» Goal
Please recast the data, from its start through the line containing "282 204 L 242", as a Markdown table with the columns Row and Line, giving each non-blank line a row number and skipping blank lines. Leave the pictures out of your answer.

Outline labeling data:
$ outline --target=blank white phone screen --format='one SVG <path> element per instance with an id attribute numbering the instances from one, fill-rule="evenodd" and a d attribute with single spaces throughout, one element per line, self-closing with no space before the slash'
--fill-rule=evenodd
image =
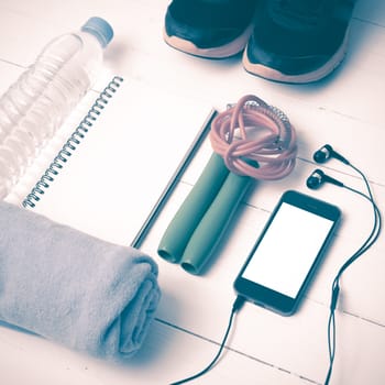
<path id="1" fill-rule="evenodd" d="M 282 204 L 242 277 L 295 298 L 333 221 Z"/>

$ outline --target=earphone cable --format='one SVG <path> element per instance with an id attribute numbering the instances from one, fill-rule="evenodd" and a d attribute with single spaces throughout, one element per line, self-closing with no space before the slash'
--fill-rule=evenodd
<path id="1" fill-rule="evenodd" d="M 328 321 L 329 370 L 324 381 L 324 385 L 329 384 L 332 369 L 333 369 L 334 356 L 336 356 L 336 308 L 337 308 L 338 297 L 340 294 L 340 278 L 344 273 L 344 271 L 376 242 L 382 229 L 381 211 L 378 209 L 378 206 L 375 202 L 369 179 L 366 178 L 364 173 L 362 173 L 358 167 L 355 167 L 351 163 L 349 163 L 348 165 L 361 175 L 366 186 L 367 195 L 349 186 L 343 186 L 343 187 L 352 193 L 355 193 L 362 196 L 363 198 L 367 199 L 371 202 L 373 208 L 374 220 L 373 220 L 373 227 L 372 227 L 371 233 L 369 234 L 364 243 L 355 251 L 355 253 L 353 253 L 352 256 L 348 258 L 345 263 L 340 267 L 332 283 L 330 314 L 329 314 L 329 321 Z"/>
<path id="2" fill-rule="evenodd" d="M 224 349 L 224 345 L 226 345 L 226 341 L 228 340 L 229 334 L 230 334 L 230 330 L 231 330 L 231 327 L 232 327 L 232 322 L 233 322 L 234 316 L 242 308 L 244 301 L 245 301 L 245 299 L 242 296 L 238 296 L 235 298 L 234 304 L 233 304 L 232 309 L 231 309 L 229 323 L 228 323 L 227 330 L 224 332 L 222 342 L 220 344 L 220 348 L 219 348 L 216 356 L 211 360 L 211 362 L 204 370 L 198 372 L 197 374 L 194 374 L 190 377 L 186 377 L 184 380 L 179 380 L 179 381 L 177 381 L 175 383 L 172 383 L 170 385 L 186 384 L 186 383 L 188 383 L 188 382 L 190 382 L 193 380 L 196 380 L 196 378 L 202 376 L 204 374 L 206 374 L 207 372 L 209 372 L 212 369 L 212 366 L 218 362 L 219 358 L 221 356 L 221 354 L 223 352 L 223 349 Z"/>

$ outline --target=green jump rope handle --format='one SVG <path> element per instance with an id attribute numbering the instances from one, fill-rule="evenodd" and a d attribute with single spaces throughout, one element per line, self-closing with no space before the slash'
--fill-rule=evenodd
<path id="1" fill-rule="evenodd" d="M 216 199 L 190 237 L 182 257 L 182 267 L 199 274 L 210 258 L 224 230 L 253 179 L 230 173 Z"/>
<path id="2" fill-rule="evenodd" d="M 178 263 L 198 223 L 222 187 L 229 169 L 223 158 L 213 153 L 197 183 L 168 224 L 157 253 L 168 262 Z"/>

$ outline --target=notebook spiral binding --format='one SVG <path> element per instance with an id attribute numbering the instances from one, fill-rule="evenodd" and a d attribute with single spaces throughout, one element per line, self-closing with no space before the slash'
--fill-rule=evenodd
<path id="1" fill-rule="evenodd" d="M 98 119 L 105 107 L 109 103 L 109 100 L 113 97 L 114 92 L 120 87 L 122 81 L 122 77 L 116 76 L 100 92 L 99 97 L 96 99 L 92 107 L 88 110 L 85 118 L 70 134 L 66 143 L 63 145 L 62 150 L 57 153 L 51 165 L 32 188 L 31 193 L 24 198 L 22 205 L 25 208 L 33 208 L 36 206 L 36 202 L 41 199 L 41 195 L 43 195 L 45 189 L 47 189 L 54 182 L 55 177 L 59 174 L 61 169 L 68 161 L 68 157 L 81 143 L 88 130 L 95 124 L 95 121 Z"/>

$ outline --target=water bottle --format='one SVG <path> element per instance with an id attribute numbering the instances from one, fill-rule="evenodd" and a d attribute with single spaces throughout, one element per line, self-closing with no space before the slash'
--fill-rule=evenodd
<path id="1" fill-rule="evenodd" d="M 0 98 L 0 199 L 92 86 L 113 36 L 100 18 L 54 38 Z"/>

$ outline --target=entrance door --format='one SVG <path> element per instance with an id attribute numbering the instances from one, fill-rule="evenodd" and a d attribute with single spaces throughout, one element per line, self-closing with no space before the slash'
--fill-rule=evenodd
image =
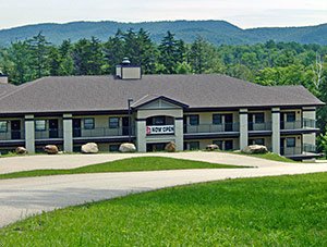
<path id="1" fill-rule="evenodd" d="M 82 136 L 82 120 L 81 119 L 73 119 L 73 137 L 81 137 Z"/>
<path id="2" fill-rule="evenodd" d="M 280 129 L 284 129 L 284 114 L 280 113 Z"/>
<path id="3" fill-rule="evenodd" d="M 130 133 L 130 118 L 129 116 L 123 116 L 122 118 L 122 135 L 128 136 Z M 132 135 L 132 133 L 131 133 Z"/>
<path id="4" fill-rule="evenodd" d="M 21 121 L 11 121 L 11 139 L 21 139 Z"/>
<path id="5" fill-rule="evenodd" d="M 58 120 L 49 120 L 49 138 L 58 137 Z"/>
<path id="6" fill-rule="evenodd" d="M 254 114 L 253 113 L 249 113 L 247 118 L 249 118 L 249 131 L 253 131 L 253 122 L 254 122 Z"/>
<path id="7" fill-rule="evenodd" d="M 225 131 L 233 131 L 233 114 L 225 114 Z"/>
<path id="8" fill-rule="evenodd" d="M 284 138 L 280 138 L 280 155 L 284 155 Z"/>

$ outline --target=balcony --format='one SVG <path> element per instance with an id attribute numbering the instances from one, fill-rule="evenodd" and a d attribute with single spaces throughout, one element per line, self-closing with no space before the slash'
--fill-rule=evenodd
<path id="1" fill-rule="evenodd" d="M 286 157 L 317 157 L 316 146 L 303 144 L 302 147 L 281 147 L 280 155 Z"/>
<path id="2" fill-rule="evenodd" d="M 231 133 L 239 131 L 239 123 L 184 125 L 184 134 Z"/>
<path id="3" fill-rule="evenodd" d="M 265 131 L 271 131 L 271 122 L 249 123 L 249 132 L 265 132 Z"/>
<path id="4" fill-rule="evenodd" d="M 280 129 L 316 129 L 316 121 L 311 119 L 302 119 L 294 122 L 280 122 Z"/>
<path id="5" fill-rule="evenodd" d="M 135 135 L 135 127 L 131 126 L 131 135 Z M 129 127 L 109 128 L 96 127 L 93 129 L 74 128 L 74 138 L 101 138 L 101 137 L 122 137 L 129 136 Z"/>
<path id="6" fill-rule="evenodd" d="M 46 131 L 35 131 L 35 139 L 62 139 L 63 131 L 59 128 L 49 128 Z"/>

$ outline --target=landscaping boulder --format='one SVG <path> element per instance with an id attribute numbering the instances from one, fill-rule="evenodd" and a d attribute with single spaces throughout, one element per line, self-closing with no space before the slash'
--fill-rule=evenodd
<path id="1" fill-rule="evenodd" d="M 81 151 L 83 153 L 97 153 L 99 152 L 98 145 L 95 143 L 88 143 L 82 146 Z"/>
<path id="2" fill-rule="evenodd" d="M 119 151 L 120 152 L 135 152 L 136 147 L 134 144 L 125 143 L 125 144 L 120 145 Z"/>
<path id="3" fill-rule="evenodd" d="M 219 147 L 216 144 L 209 144 L 206 146 L 206 150 L 207 151 L 216 151 L 216 150 L 219 150 Z"/>
<path id="4" fill-rule="evenodd" d="M 247 153 L 247 155 L 267 153 L 268 149 L 266 146 L 263 146 L 263 145 L 250 145 L 250 146 L 243 148 L 242 152 Z"/>
<path id="5" fill-rule="evenodd" d="M 175 152 L 175 144 L 173 141 L 168 143 L 165 147 L 165 151 Z"/>
<path id="6" fill-rule="evenodd" d="M 44 149 L 48 155 L 57 155 L 59 151 L 56 145 L 47 145 Z"/>
<path id="7" fill-rule="evenodd" d="M 15 150 L 16 155 L 26 155 L 27 153 L 27 149 L 24 147 L 17 147 Z"/>

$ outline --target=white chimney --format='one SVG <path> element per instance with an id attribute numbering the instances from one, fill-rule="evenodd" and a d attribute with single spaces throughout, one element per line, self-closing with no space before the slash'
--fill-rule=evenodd
<path id="1" fill-rule="evenodd" d="M 116 66 L 116 76 L 121 79 L 141 79 L 141 66 L 132 65 L 129 58 L 124 58 L 122 63 Z"/>

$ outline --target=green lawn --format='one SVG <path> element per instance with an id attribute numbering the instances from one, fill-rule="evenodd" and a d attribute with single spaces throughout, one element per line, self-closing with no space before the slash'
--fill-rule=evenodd
<path id="1" fill-rule="evenodd" d="M 29 218 L 0 246 L 327 246 L 327 173 L 228 180 Z"/>
<path id="2" fill-rule="evenodd" d="M 123 159 L 101 164 L 92 164 L 70 170 L 34 170 L 25 172 L 14 172 L 0 174 L 0 180 L 29 177 L 29 176 L 48 176 L 80 173 L 99 173 L 99 172 L 133 172 L 133 171 L 158 171 L 158 170 L 179 170 L 179 169 L 232 169 L 244 168 L 228 164 L 215 164 L 201 161 L 181 160 L 164 157 L 140 157 Z"/>

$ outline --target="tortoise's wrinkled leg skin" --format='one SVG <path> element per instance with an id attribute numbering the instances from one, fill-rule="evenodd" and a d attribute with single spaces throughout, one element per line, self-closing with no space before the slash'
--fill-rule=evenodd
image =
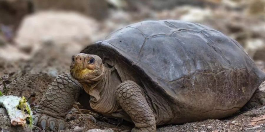
<path id="1" fill-rule="evenodd" d="M 241 110 L 246 111 L 264 105 L 265 105 L 265 92 L 257 89 Z"/>
<path id="2" fill-rule="evenodd" d="M 65 116 L 82 89 L 70 74 L 60 75 L 50 86 L 39 103 L 34 116 L 34 125 L 44 129 L 62 130 L 66 127 Z"/>
<path id="3" fill-rule="evenodd" d="M 140 89 L 134 82 L 122 82 L 115 93 L 117 101 L 134 123 L 132 132 L 156 131 L 155 116 Z"/>

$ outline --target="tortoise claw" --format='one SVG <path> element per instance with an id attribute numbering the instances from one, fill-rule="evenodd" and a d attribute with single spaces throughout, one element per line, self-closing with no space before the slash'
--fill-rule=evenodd
<path id="1" fill-rule="evenodd" d="M 41 126 L 42 128 L 42 129 L 44 130 L 46 128 L 46 125 L 47 124 L 47 121 L 45 119 L 43 119 L 41 121 Z"/>
<path id="2" fill-rule="evenodd" d="M 64 128 L 64 125 L 62 122 L 60 122 L 59 123 L 59 127 L 58 129 L 59 130 L 61 130 Z"/>
<path id="3" fill-rule="evenodd" d="M 54 131 L 55 129 L 55 122 L 53 121 L 50 122 L 50 128 L 52 130 Z"/>

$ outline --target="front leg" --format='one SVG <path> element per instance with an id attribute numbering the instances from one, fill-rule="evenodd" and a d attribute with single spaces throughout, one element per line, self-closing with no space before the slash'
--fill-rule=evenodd
<path id="1" fill-rule="evenodd" d="M 70 74 L 56 77 L 39 103 L 34 115 L 34 124 L 44 129 L 62 130 L 66 126 L 65 120 L 82 89 L 82 86 Z"/>
<path id="2" fill-rule="evenodd" d="M 140 89 L 134 82 L 122 82 L 115 93 L 117 101 L 134 123 L 132 132 L 156 131 L 155 116 Z"/>

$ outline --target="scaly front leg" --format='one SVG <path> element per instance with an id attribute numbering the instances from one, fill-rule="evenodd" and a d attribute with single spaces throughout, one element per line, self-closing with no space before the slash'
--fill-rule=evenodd
<path id="1" fill-rule="evenodd" d="M 70 74 L 57 77 L 42 98 L 34 116 L 34 125 L 44 129 L 64 129 L 65 116 L 79 96 L 82 86 Z"/>
<path id="2" fill-rule="evenodd" d="M 140 88 L 134 82 L 124 82 L 117 89 L 117 101 L 134 123 L 132 132 L 156 131 L 155 116 Z"/>

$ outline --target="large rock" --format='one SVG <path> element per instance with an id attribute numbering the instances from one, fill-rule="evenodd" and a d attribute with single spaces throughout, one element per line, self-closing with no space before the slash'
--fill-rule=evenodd
<path id="1" fill-rule="evenodd" d="M 98 23 L 74 12 L 34 14 L 22 22 L 15 38 L 16 45 L 26 52 L 34 54 L 43 46 L 54 45 L 53 48 L 72 55 L 95 41 L 93 37 L 97 36 L 100 28 Z"/>
<path id="2" fill-rule="evenodd" d="M 53 10 L 75 11 L 97 19 L 107 17 L 108 7 L 105 0 L 33 0 L 35 11 Z"/>

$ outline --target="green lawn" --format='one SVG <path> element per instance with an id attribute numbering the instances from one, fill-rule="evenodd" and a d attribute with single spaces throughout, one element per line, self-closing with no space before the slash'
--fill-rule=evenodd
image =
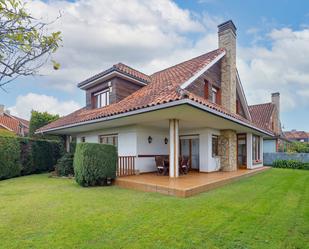
<path id="1" fill-rule="evenodd" d="M 271 169 L 187 199 L 5 180 L 0 248 L 309 248 L 309 171 Z"/>

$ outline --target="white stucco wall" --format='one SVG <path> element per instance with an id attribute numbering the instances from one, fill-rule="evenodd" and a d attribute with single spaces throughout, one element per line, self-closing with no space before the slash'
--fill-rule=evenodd
<path id="1" fill-rule="evenodd" d="M 118 134 L 118 155 L 136 156 L 137 155 L 137 135 L 136 126 L 127 126 L 114 129 L 97 130 L 92 132 L 80 133 L 77 142 L 81 142 L 81 137 L 85 137 L 87 143 L 98 143 L 100 135 Z"/>
<path id="2" fill-rule="evenodd" d="M 152 137 L 152 142 L 148 143 L 148 137 Z M 137 127 L 137 155 L 136 168 L 140 172 L 156 171 L 154 157 L 142 157 L 147 155 L 168 155 L 169 143 L 165 144 L 164 139 L 169 139 L 167 129 L 157 129 L 150 127 Z"/>
<path id="3" fill-rule="evenodd" d="M 97 130 L 78 134 L 77 142 L 81 142 L 81 137 L 85 137 L 86 142 L 98 143 L 99 135 L 118 134 L 118 154 L 119 156 L 136 156 L 135 168 L 140 172 L 156 171 L 154 157 L 151 155 L 168 155 L 169 142 L 164 143 L 164 139 L 169 139 L 169 130 L 146 126 L 127 126 L 106 130 Z M 194 129 L 180 132 L 179 135 L 198 135 L 199 137 L 199 169 L 201 172 L 212 172 L 220 169 L 219 157 L 212 157 L 212 135 L 220 135 L 219 130 L 214 129 Z M 148 137 L 152 137 L 152 142 L 148 143 Z M 147 157 L 149 155 L 149 157 Z M 145 157 L 146 156 L 146 157 Z"/>
<path id="4" fill-rule="evenodd" d="M 212 157 L 212 135 L 220 135 L 219 130 L 214 129 L 196 129 L 181 132 L 180 135 L 192 135 L 197 134 L 199 136 L 199 166 L 200 172 L 212 172 L 220 169 L 219 157 Z"/>
<path id="5" fill-rule="evenodd" d="M 264 140 L 264 153 L 276 153 L 276 140 Z"/>

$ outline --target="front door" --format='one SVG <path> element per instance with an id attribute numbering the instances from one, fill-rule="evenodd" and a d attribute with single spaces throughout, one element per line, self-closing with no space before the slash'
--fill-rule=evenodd
<path id="1" fill-rule="evenodd" d="M 199 138 L 198 136 L 180 136 L 180 156 L 190 159 L 190 169 L 199 169 Z"/>
<path id="2" fill-rule="evenodd" d="M 247 136 L 237 134 L 237 166 L 239 169 L 247 168 Z"/>

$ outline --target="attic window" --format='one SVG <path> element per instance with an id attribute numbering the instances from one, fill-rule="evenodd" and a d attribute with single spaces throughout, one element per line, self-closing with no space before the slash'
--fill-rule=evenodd
<path id="1" fill-rule="evenodd" d="M 96 108 L 109 105 L 109 88 L 93 94 L 93 97 Z"/>
<path id="2" fill-rule="evenodd" d="M 215 86 L 211 87 L 210 101 L 215 104 L 221 105 L 221 91 L 219 88 Z"/>

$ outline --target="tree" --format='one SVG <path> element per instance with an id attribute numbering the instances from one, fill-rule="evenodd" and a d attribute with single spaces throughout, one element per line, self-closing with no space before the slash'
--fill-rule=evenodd
<path id="1" fill-rule="evenodd" d="M 55 120 L 59 119 L 59 115 L 53 115 L 48 112 L 38 112 L 38 111 L 31 111 L 31 118 L 30 118 L 30 126 L 29 126 L 29 137 L 40 137 L 40 138 L 48 138 L 53 139 L 56 138 L 55 136 L 41 136 L 36 135 L 35 131 L 44 125 L 49 124 Z"/>
<path id="2" fill-rule="evenodd" d="M 22 0 L 0 0 L 0 88 L 21 75 L 37 74 L 56 52 L 61 32 L 48 33 L 50 24 L 29 14 Z"/>

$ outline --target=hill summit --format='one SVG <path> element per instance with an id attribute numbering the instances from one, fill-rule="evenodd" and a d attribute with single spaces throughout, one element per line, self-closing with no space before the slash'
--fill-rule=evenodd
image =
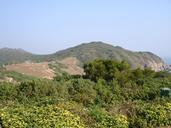
<path id="1" fill-rule="evenodd" d="M 133 52 L 103 42 L 83 43 L 49 55 L 35 55 L 22 49 L 0 49 L 0 64 L 24 62 L 26 60 L 51 62 L 66 60 L 67 58 L 75 58 L 79 66 L 94 59 L 112 59 L 117 61 L 125 60 L 132 68 L 151 67 L 155 71 L 168 69 L 168 65 L 159 56 L 151 52 Z"/>
<path id="2" fill-rule="evenodd" d="M 125 60 L 133 68 L 151 67 L 155 71 L 165 70 L 168 66 L 157 55 L 151 52 L 133 52 L 119 46 L 112 46 L 103 42 L 90 42 L 56 52 L 53 59 L 76 57 L 81 64 L 94 59 Z"/>

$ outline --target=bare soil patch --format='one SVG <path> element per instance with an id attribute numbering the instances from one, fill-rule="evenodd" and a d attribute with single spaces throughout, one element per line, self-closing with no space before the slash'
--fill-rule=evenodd
<path id="1" fill-rule="evenodd" d="M 71 75 L 82 75 L 84 71 L 81 67 L 78 66 L 78 62 L 79 61 L 75 57 L 68 57 L 59 61 L 59 63 L 62 63 L 67 66 L 67 68 L 64 68 L 62 70 L 66 71 Z"/>
<path id="2" fill-rule="evenodd" d="M 6 66 L 6 70 L 47 79 L 53 79 L 55 76 L 54 71 L 49 68 L 48 62 L 11 64 Z"/>

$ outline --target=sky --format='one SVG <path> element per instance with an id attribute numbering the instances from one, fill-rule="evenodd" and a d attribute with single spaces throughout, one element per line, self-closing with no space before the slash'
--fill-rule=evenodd
<path id="1" fill-rule="evenodd" d="M 48 54 L 91 41 L 171 57 L 171 0 L 0 0 L 0 48 Z"/>

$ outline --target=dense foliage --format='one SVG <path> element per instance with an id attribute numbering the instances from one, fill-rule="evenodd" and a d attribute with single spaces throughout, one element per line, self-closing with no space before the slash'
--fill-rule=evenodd
<path id="1" fill-rule="evenodd" d="M 171 74 L 94 60 L 84 76 L 0 82 L 0 126 L 156 128 L 171 126 Z M 15 74 L 14 74 L 15 75 Z"/>

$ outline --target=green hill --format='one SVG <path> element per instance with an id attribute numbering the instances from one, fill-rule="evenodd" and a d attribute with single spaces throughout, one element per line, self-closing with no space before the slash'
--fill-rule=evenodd
<path id="1" fill-rule="evenodd" d="M 151 52 L 133 52 L 119 46 L 112 46 L 103 42 L 90 42 L 58 51 L 49 55 L 35 55 L 22 49 L 0 49 L 0 64 L 19 63 L 26 60 L 33 62 L 56 61 L 75 57 L 79 65 L 94 59 L 113 59 L 130 63 L 133 68 L 151 67 L 153 70 L 165 70 L 168 66 L 157 55 Z"/>
<path id="2" fill-rule="evenodd" d="M 151 67 L 154 70 L 167 69 L 163 60 L 151 52 L 132 52 L 119 46 L 112 46 L 103 42 L 81 44 L 51 55 L 53 59 L 76 57 L 81 64 L 94 59 L 114 59 L 128 61 L 133 68 Z"/>
<path id="3" fill-rule="evenodd" d="M 43 55 L 35 55 L 23 49 L 0 49 L 0 64 L 20 63 L 26 60 L 41 61 L 44 60 L 44 58 L 45 56 Z"/>

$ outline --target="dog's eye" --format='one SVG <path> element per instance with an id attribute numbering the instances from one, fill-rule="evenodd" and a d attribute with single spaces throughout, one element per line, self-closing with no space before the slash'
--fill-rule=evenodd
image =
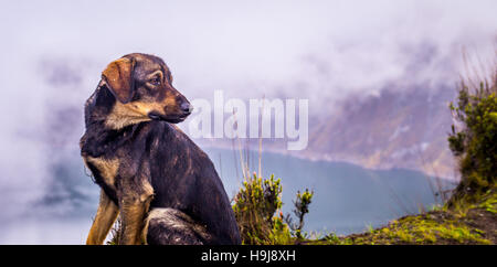
<path id="1" fill-rule="evenodd" d="M 155 85 L 155 86 L 160 85 L 160 78 L 159 77 L 155 77 L 155 78 L 152 78 L 152 79 L 150 79 L 148 82 L 150 84 Z"/>

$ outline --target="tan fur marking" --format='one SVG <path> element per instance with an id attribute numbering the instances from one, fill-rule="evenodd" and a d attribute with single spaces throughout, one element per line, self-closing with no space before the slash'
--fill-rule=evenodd
<path id="1" fill-rule="evenodd" d="M 131 95 L 131 72 L 134 62 L 129 58 L 121 57 L 110 62 L 107 68 L 102 73 L 105 77 L 109 89 L 116 98 L 121 103 L 127 103 Z"/>
<path id="2" fill-rule="evenodd" d="M 102 178 L 104 179 L 107 185 L 115 185 L 117 170 L 119 169 L 119 160 L 104 160 L 101 158 L 86 157 L 85 161 L 94 164 L 98 171 L 101 172 Z"/>
<path id="3" fill-rule="evenodd" d="M 112 129 L 118 130 L 128 125 L 135 125 L 148 121 L 148 111 L 137 103 L 121 104 L 116 102 L 112 113 L 107 116 L 105 125 Z"/>
<path id="4" fill-rule="evenodd" d="M 89 229 L 86 245 L 102 245 L 105 237 L 110 231 L 119 209 L 117 205 L 105 194 L 104 190 L 101 190 L 101 201 L 98 204 L 97 214 L 95 221 L 93 221 L 92 228 Z"/>

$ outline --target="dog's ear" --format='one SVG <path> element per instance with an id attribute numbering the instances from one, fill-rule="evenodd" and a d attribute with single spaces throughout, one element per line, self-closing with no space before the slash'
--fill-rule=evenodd
<path id="1" fill-rule="evenodd" d="M 123 104 L 131 100 L 135 90 L 135 79 L 133 71 L 135 68 L 135 60 L 121 57 L 110 62 L 107 68 L 102 73 L 102 79 L 114 96 Z"/>

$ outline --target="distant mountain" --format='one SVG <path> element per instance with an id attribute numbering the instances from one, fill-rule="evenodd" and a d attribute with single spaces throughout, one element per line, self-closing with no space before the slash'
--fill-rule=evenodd
<path id="1" fill-rule="evenodd" d="M 338 111 L 309 126 L 308 149 L 300 157 L 348 161 L 366 168 L 406 168 L 453 178 L 447 146 L 455 90 L 414 87 L 350 97 Z"/>

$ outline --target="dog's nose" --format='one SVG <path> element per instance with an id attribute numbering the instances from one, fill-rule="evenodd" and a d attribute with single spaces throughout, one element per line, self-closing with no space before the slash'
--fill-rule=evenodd
<path id="1" fill-rule="evenodd" d="M 191 111 L 193 111 L 193 106 L 188 102 L 183 102 L 181 104 L 180 108 L 181 108 L 181 111 L 183 111 L 183 113 L 191 114 Z"/>

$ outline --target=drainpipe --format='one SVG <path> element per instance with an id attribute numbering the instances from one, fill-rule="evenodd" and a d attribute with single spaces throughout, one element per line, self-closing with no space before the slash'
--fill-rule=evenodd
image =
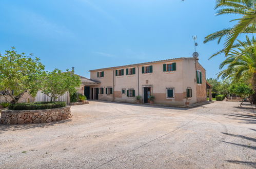
<path id="1" fill-rule="evenodd" d="M 140 95 L 140 68 L 139 68 L 139 66 L 137 66 L 138 68 L 138 96 Z"/>
<path id="2" fill-rule="evenodd" d="M 112 99 L 112 101 L 114 101 L 114 70 L 113 69 L 113 90 L 112 90 L 112 92 L 113 93 L 112 93 L 112 96 L 113 97 Z"/>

» Right answer
| Row | Line |
|---|---|
| 1 | $ outline --target=blank white phone screen --format='one SVG <path> element per instance with an id attribute numbering the instances from one, fill-rule="evenodd" and a d attribute with single spaces throughout, one element per line, self-closing with no space before the slash' |
| 2 | --fill-rule=evenodd |
| 3 | image = |
| 4 | <path id="1" fill-rule="evenodd" d="M 282 204 L 242 277 L 295 298 L 333 221 Z"/> |